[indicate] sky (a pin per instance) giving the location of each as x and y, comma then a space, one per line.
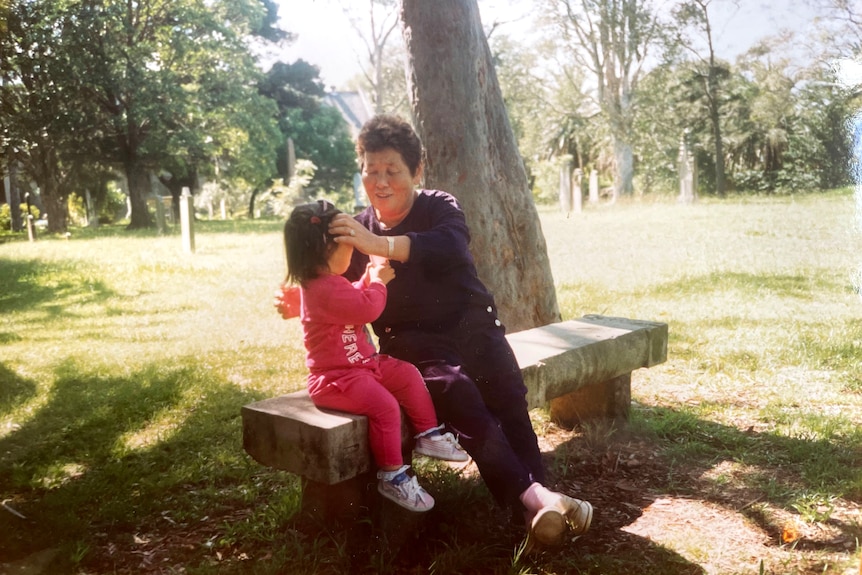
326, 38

-=-=-

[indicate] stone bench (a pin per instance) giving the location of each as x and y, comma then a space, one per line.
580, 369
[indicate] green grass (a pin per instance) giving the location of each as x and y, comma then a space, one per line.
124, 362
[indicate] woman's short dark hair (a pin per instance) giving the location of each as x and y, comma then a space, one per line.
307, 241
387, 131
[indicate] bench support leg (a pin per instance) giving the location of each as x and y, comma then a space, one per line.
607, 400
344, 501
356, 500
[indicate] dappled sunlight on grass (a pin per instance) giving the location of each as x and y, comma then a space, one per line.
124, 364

-=-=-

§ **REQUIREMENT**:
Which lines of the records contain the string "bench"? Copy out each such line, and treat uppercase and lowercase letters as different.

§ **COMPLETE RESPONSE**:
[indicate] stone bench (a pin per instance) giving the location of each as x and y, comma then a space, one per line.
[indicate] bench support leg (a pin per instance) giving the location of each as x and y, comma then a space, one per line.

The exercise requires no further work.